◆ ÉNONCÉ: Dans l'extrait sur la K-pop, relevez les produits culturels que la Corée du Sud exporte dans le monde entier.

K-pop, l’art d’influencer le reste du monde

C’est le genre d’histoire que les Québécois aiment bien. La Corée du Sud, modeste pays coincé entre la Chine et le Japon, est devenue un géant économique et diplomatique en exportant sa culture populaire à grands coups de fonds publics — dans une langue inconnue hors de la péninsule coréenne.
On connaît tous les voitures Hyundai et les téléphones Samsung, mais la Corée du Sud expédie aussi partout dans le monde sa musique populaire, ses téléromans et ses jeux vidéo. Les experts ont même trouvé un nom pour ces exportations massives de culture : la « vague coréenne », hallyu en coréen.

◆ DONNÉES DISPONIBLES:
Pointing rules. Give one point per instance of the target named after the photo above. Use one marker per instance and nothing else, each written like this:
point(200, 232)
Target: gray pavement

◆ CORRIGÉ:
- la musique populaire
- les téléromans
- les jeux vidéo